Make an exact copy of all the records.

Dataset records about object locations
----------

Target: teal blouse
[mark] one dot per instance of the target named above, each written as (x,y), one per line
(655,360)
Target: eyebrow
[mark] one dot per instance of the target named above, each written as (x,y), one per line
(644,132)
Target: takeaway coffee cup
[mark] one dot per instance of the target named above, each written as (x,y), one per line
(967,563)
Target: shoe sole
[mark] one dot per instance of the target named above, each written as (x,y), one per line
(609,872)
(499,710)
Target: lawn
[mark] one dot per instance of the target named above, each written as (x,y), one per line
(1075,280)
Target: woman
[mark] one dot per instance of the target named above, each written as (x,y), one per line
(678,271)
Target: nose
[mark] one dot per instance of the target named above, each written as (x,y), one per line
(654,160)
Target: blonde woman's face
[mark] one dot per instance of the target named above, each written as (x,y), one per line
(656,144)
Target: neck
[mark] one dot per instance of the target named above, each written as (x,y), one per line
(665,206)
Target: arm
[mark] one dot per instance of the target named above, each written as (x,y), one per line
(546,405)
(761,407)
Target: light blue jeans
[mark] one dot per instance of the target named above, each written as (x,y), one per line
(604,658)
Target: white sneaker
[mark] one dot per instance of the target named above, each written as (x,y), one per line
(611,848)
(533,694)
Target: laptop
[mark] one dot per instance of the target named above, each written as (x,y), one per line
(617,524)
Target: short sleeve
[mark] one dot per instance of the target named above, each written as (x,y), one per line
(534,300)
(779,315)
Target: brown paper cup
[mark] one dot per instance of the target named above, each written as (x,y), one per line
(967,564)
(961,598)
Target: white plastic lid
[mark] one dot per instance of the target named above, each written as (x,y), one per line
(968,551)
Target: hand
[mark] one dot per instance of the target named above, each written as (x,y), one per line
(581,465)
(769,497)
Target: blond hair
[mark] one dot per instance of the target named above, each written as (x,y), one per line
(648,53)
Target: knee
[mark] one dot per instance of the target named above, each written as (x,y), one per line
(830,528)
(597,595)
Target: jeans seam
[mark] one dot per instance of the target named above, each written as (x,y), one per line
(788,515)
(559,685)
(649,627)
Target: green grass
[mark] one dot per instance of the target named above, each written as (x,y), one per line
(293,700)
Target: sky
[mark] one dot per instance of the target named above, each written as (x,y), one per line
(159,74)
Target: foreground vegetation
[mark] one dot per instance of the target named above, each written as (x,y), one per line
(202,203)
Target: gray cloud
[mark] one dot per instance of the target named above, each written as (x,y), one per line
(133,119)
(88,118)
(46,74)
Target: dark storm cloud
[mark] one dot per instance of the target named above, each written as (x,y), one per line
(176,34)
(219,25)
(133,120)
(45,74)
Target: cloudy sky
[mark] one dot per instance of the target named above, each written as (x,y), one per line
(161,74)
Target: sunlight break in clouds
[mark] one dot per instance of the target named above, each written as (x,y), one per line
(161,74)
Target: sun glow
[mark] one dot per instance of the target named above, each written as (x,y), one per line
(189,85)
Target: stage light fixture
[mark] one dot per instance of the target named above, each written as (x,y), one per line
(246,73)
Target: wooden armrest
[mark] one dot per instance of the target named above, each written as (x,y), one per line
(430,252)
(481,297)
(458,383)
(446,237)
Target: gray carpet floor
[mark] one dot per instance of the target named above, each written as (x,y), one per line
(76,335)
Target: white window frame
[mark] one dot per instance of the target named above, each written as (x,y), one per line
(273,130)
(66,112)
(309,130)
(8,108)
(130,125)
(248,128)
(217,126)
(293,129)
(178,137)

----------

(Output of the task)
Target: teal blouse
[mark] one dot per instance of the target named above, each written as (x,y), one per line
(655,360)
Target: eyebrow
[mark] one dot per instance of the target named above, each written as (x,y), one per line
(644,132)
Target: takeaway coffee cup
[mark] one dot per instance of the target named above, each written as (x,y), one per line
(967,563)
Target: shoe sole
[mark] one dot per instance of the target named above, each written as (x,y), one per line
(609,872)
(499,710)
Target: lawn
[mark] one dot per instance of the target named above, each written as (x,y), one per line
(1075,280)
Target: woman
[mark] one dot per instance of the target named above, each written as (x,y), one per line
(678,271)
Target: nose
[mark] one dot per instance of the target named above, each written as (x,y), one per line
(654,160)
Target: blonde woman's face
[mark] one dot per instance of the target named above, each written as (x,y), one per line
(656,144)
Target: neck
[mark] one dot per instance of the target named above, each written as (x,y), one per line
(665,206)
Target: arm
[mark] one dot per instance of the target named above, each written as (x,y), one per line
(546,405)
(761,407)
Target: light blue jeans
[mark] one dot per instance of the target named above, each written as (x,y), one per line
(604,658)
Target: white sneaker
[mark] one dot per instance of the target named above, each written as (x,y), one per line
(611,848)
(533,694)
Target: laptop
[mark] one dot per instance of the target named above, each written as (x,y), one per line
(617,524)
Target: short sleeve
[mark] one dot per instance of the target named above, each written as (x,y), one per line
(534,300)
(779,315)
Target: brown paper cup
[mark] one dot per instance of the target named above, each written as (x,y), one per line
(967,564)
(961,598)
Target: white plastic lid
[mark] one dot per instance of the target named above, each written as (x,y), one per line
(968,551)
Target: hand
[mark] one dot per instance of the target named above, each written as (x,y), one per line
(581,465)
(769,497)
Target: blond hair
[mark] one dot per instance of the target named above, each written as (x,y), one per line
(648,53)
Target: knee
[mark] one dot per instance of the target named above, each written as (x,y), one per line
(830,528)
(597,595)
Target: jeans seam
[mark] one dot per instance of the target named above, each written as (x,y), one per line
(788,515)
(559,685)
(649,627)
Target: green grass
[mark] one dot per instance of the target named above, each written as (x,y), one per line
(293,700)
Target: sky
[mark] one dot per instance of the target named above, each written as (x,y), one per line
(159,74)
Target: foreground vegetation
[mark] one dot per instance of the target named above, each written as (x,y), one per line
(202,203)
Target: gray cloud
[mark] one dot per instance of the target named above, each written as (x,y), one per line
(133,119)
(88,118)
(46,74)
Target: dark storm cloud
[mark] one dot per instance of the target named above, each written as (x,y), one per line
(176,34)
(219,25)
(133,120)
(45,74)
Target: cloudy sky
[mark] one dot per instance of the target named above, each written as (x,y), one per line
(161,74)
Target: sunlight break in clouds
[mark] one dot per instance of the target named above, each written as (x,y), one per line
(161,74)
Target: sun glow
[mark] one dot per instance of the target named above, each written as (x,y), one per line
(189,85)
Target: stage light fixture
[mark] one dot per instance of the target named above, each written as (x,y), one per line
(246,73)
Target: wooden armrest
[mark] one dot per instance of the target named above, each written as (x,y), one per line
(430,252)
(481,297)
(458,383)
(446,237)
Target: gray carpet floor
[mark] one dot per instance of the target named above, each written as (x,y), one per line
(76,335)
Target: white window frame
[mark] one dot per instance of the target named above, each written as (x,y), one per line
(273,130)
(66,112)
(309,130)
(8,108)
(130,125)
(248,128)
(217,126)
(293,129)
(178,137)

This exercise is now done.